=== LISTED ENTRIES ===
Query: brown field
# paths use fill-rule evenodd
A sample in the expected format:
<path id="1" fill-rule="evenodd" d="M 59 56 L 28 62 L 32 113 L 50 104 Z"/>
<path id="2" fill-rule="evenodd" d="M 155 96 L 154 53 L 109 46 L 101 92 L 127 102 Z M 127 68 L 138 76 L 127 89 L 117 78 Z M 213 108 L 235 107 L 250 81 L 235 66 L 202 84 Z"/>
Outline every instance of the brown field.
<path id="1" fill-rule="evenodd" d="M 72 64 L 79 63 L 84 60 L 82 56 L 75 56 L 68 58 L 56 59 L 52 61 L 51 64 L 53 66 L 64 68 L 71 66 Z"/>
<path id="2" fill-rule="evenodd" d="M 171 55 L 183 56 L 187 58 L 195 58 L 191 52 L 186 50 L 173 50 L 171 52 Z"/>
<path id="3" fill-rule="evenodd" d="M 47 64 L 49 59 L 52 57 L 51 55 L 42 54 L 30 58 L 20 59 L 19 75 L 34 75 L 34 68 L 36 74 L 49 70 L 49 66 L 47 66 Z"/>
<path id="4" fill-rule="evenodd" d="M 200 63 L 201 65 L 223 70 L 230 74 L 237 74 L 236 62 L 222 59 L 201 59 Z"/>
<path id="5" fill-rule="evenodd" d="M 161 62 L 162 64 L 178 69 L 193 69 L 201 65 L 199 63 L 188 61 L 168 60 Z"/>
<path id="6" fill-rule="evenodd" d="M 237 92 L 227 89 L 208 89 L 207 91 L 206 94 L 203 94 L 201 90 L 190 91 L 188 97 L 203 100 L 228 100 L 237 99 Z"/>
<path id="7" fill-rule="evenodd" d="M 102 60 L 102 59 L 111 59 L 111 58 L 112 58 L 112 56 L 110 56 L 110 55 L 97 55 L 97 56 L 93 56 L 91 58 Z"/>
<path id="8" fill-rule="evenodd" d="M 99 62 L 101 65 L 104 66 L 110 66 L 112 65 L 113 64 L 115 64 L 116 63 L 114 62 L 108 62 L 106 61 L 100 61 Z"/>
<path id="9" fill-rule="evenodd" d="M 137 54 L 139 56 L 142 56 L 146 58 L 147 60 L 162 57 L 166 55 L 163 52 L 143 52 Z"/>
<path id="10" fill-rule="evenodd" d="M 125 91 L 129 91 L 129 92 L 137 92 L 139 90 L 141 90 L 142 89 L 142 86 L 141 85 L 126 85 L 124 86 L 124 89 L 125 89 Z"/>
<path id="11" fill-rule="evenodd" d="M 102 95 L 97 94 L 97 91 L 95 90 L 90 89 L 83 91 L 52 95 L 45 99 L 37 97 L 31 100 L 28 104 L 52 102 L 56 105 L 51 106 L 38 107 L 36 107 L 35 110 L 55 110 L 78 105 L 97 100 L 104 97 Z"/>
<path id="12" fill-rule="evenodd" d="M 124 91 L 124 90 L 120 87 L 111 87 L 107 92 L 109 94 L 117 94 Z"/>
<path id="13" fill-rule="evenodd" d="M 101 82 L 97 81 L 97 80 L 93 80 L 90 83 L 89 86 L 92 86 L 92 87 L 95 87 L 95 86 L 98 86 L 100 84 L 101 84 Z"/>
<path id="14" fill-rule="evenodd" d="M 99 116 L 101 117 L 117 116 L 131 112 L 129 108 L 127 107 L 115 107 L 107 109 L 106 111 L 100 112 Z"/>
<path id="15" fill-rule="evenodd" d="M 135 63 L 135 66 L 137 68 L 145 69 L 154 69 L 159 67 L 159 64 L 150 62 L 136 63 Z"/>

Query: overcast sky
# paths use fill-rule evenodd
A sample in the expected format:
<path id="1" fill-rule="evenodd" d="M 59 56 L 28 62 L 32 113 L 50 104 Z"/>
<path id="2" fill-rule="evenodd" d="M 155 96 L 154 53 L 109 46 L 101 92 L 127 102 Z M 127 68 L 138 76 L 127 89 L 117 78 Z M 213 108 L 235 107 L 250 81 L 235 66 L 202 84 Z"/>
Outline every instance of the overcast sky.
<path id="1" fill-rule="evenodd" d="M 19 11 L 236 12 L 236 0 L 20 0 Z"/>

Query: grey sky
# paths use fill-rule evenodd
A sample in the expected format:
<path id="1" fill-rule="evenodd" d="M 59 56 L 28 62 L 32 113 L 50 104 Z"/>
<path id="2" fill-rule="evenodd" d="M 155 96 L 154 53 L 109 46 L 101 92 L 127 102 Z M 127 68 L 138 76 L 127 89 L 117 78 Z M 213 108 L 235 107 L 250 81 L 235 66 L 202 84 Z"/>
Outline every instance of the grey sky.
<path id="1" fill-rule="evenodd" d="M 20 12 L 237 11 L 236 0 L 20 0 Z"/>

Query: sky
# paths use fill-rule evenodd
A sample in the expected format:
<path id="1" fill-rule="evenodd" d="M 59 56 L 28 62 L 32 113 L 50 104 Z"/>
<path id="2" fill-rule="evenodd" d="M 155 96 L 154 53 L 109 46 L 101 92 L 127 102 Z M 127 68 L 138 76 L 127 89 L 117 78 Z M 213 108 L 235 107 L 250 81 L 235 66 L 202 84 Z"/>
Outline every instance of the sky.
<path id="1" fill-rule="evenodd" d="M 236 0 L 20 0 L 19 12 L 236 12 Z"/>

=== PROBLEM TO SOLVE ===
Rewrite the entire listing above, changing every occurrence of "Query" to "Prompt" and leaving all other text exactly as it is.

=== OUTPUT BELOW ===
Prompt: brown field
# paths use fill-rule evenodd
A sample in the expected format:
<path id="1" fill-rule="evenodd" d="M 59 56 L 28 62 L 32 113 L 50 104 Z"/>
<path id="2" fill-rule="evenodd" d="M 155 96 L 154 53 L 109 46 L 101 92 L 127 102 Z M 127 68 L 138 76 L 127 89 L 117 78 Z M 213 108 L 235 107 L 250 81 L 235 66 L 202 84 Z"/>
Outline every instance of the brown field.
<path id="1" fill-rule="evenodd" d="M 72 64 L 79 63 L 84 60 L 82 56 L 75 56 L 68 58 L 56 59 L 52 61 L 51 64 L 53 66 L 64 68 L 71 66 Z"/>
<path id="2" fill-rule="evenodd" d="M 171 55 L 183 56 L 187 58 L 195 58 L 191 52 L 186 50 L 173 50 L 171 52 Z"/>
<path id="3" fill-rule="evenodd" d="M 47 64 L 49 59 L 52 57 L 51 55 L 42 54 L 30 58 L 20 59 L 19 75 L 34 75 L 34 68 L 36 74 L 49 70 L 49 66 L 47 66 Z"/>
<path id="4" fill-rule="evenodd" d="M 200 63 L 201 65 L 223 70 L 230 74 L 237 74 L 236 62 L 222 59 L 201 59 Z"/>
<path id="5" fill-rule="evenodd" d="M 161 62 L 162 64 L 178 69 L 193 69 L 201 65 L 199 63 L 188 61 L 168 60 Z"/>
<path id="6" fill-rule="evenodd" d="M 237 92 L 227 89 L 208 89 L 207 91 L 206 94 L 203 94 L 201 90 L 190 91 L 188 97 L 203 100 L 228 100 L 237 99 Z"/>
<path id="7" fill-rule="evenodd" d="M 102 60 L 102 59 L 111 59 L 111 58 L 112 58 L 112 56 L 110 56 L 110 55 L 97 55 L 97 56 L 93 56 L 91 58 Z"/>
<path id="8" fill-rule="evenodd" d="M 99 62 L 101 65 L 104 66 L 110 66 L 112 65 L 113 64 L 115 64 L 116 63 L 114 62 L 108 62 L 106 61 L 100 61 Z"/>
<path id="9" fill-rule="evenodd" d="M 137 54 L 139 56 L 142 56 L 146 58 L 147 60 L 162 57 L 166 55 L 163 52 L 143 52 Z"/>
<path id="10" fill-rule="evenodd" d="M 125 91 L 129 91 L 129 92 L 137 92 L 139 90 L 141 90 L 142 89 L 142 86 L 141 85 L 126 85 L 124 86 L 124 89 L 125 89 Z"/>
<path id="11" fill-rule="evenodd" d="M 102 95 L 97 94 L 97 91 L 95 90 L 90 89 L 83 91 L 52 95 L 45 99 L 37 97 L 31 100 L 28 104 L 52 102 L 56 105 L 51 106 L 38 107 L 36 107 L 35 110 L 55 110 L 78 105 L 97 100 L 104 97 Z"/>
<path id="12" fill-rule="evenodd" d="M 124 91 L 124 90 L 120 87 L 111 87 L 107 92 L 109 94 L 117 94 Z"/>
<path id="13" fill-rule="evenodd" d="M 101 82 L 97 81 L 97 80 L 93 80 L 90 83 L 89 86 L 92 86 L 92 87 L 95 87 L 95 86 L 98 86 L 100 84 L 101 84 Z"/>
<path id="14" fill-rule="evenodd" d="M 99 116 L 101 117 L 117 116 L 131 112 L 129 108 L 127 107 L 115 107 L 107 109 L 106 111 L 100 112 Z"/>
<path id="15" fill-rule="evenodd" d="M 135 63 L 135 66 L 137 68 L 145 69 L 154 69 L 159 67 L 159 64 L 150 62 L 136 63 Z"/>

Prompt: overcast sky
# paths use fill-rule evenodd
A sample in the expected format:
<path id="1" fill-rule="evenodd" d="M 59 56 L 28 62 L 32 113 L 50 104 Z"/>
<path id="2" fill-rule="evenodd" d="M 155 96 L 154 53 L 109 46 L 101 92 L 127 102 Z M 127 68 L 138 76 L 127 89 L 117 78 Z M 213 108 L 235 107 L 250 81 L 235 66 L 202 84 Z"/>
Outline every instance of the overcast sky.
<path id="1" fill-rule="evenodd" d="M 19 11 L 236 12 L 236 0 L 20 0 Z"/>

Prompt: grey sky
# paths use fill-rule evenodd
A sample in the expected format:
<path id="1" fill-rule="evenodd" d="M 59 56 L 28 62 L 32 113 L 50 104 Z"/>
<path id="2" fill-rule="evenodd" d="M 155 96 L 154 53 L 109 46 L 101 92 L 127 102 Z M 127 68 L 138 76 L 127 89 L 117 78 Z M 213 108 L 235 107 L 250 81 L 235 66 L 202 84 Z"/>
Outline every instance of the grey sky.
<path id="1" fill-rule="evenodd" d="M 20 12 L 237 11 L 236 0 L 20 0 Z"/>

Prompt: sky
# paths use fill-rule evenodd
A sample in the expected format:
<path id="1" fill-rule="evenodd" d="M 59 56 L 28 62 L 32 113 L 50 104 Z"/>
<path id="2" fill-rule="evenodd" d="M 155 96 L 154 53 L 109 46 L 101 92 L 127 102 Z M 127 68 L 138 76 L 127 89 L 117 78 Z M 213 108 L 235 107 L 250 81 L 235 66 L 202 84 Z"/>
Outline every instance of the sky.
<path id="1" fill-rule="evenodd" d="M 236 0 L 20 0 L 19 12 L 236 12 Z"/>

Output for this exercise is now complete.